■ 文本段落:
-- -- --

真实是电视纪录片的本质属性,它要求把现实生活的存在方式和本质意义通过创作者的创作活动体现到作品中。在以非虚构的方式来对待现实生活的创作中,创作者的体现方式则是多种多样的。
纪实,首先是一种美学风格,是一种与真实的关系。
风格,是对现实生活进行艺术观照的方式,是艺术形式的组织类型。它带给人们的不是现实本身的信息,而是艺术对现实的折射程度和性质的信息。面对同样的现实,不同创作者会用不同的折射方式。
伊文思曾在1987年论述过:“对于纪录片的看法和要求,各个国家都不相同。例如在法国,并不那么严格地要求它的基础必须是真实的,只要和故事片不同,就可以称为纪录片。”○1事实如此,法国、德国、日本等国家把纪录片的范围放得很宽,为了叙述某一件事的过程,可以用演员来扮演,可以虚构故事情节。在《万里长城》中,我们看到了日本漂流民的身影,在《金字塔》里又出现了古埃及大臣和王子的摸样;我们甚至在中国的纪录片家族中也寻找到了扮演的角色,《南京血证》里再现当年巧藏珍贵影集的过程;《故宫》一片,编导则向观众展示了清王朝皇室活动及日常起居,并辅以大量虚拟动画场景;《大国崛起》里这种手法的普及应用更是俯仰皆是。可以说,在当今的电视纪录片大潮中,扮演、虚构情节等“务虚”的创作手法已渐为圈内人士所关注,并引起诸多的争论。其实,这个话题随着纪录片的产生发展就一直伴其左右,只是近几年来,纪实之风尤盛,当看惯抢拍,偷拍,跟拍的节目又忽地一下子冒出许多摆拍来,难怪一些人士接受不了。

-- -- --

■ 数据摘录:
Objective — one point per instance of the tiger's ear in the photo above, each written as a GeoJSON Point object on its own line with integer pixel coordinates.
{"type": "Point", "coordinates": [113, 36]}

-- -- --

■ 任务目标:
根据上方关于电视纪录片的文本，简要回答：
(a) 文中把什么称为电视纪录片的本质属性？
(b) 伊文思在哪一年论述了各国对纪录片的不同看法？
(c) 《南京血证》里再现了什么过程？

■ 本题答案:
(a) 真实。
(b) 1987年。
(c) 当年巧藏珍贵影集的过程。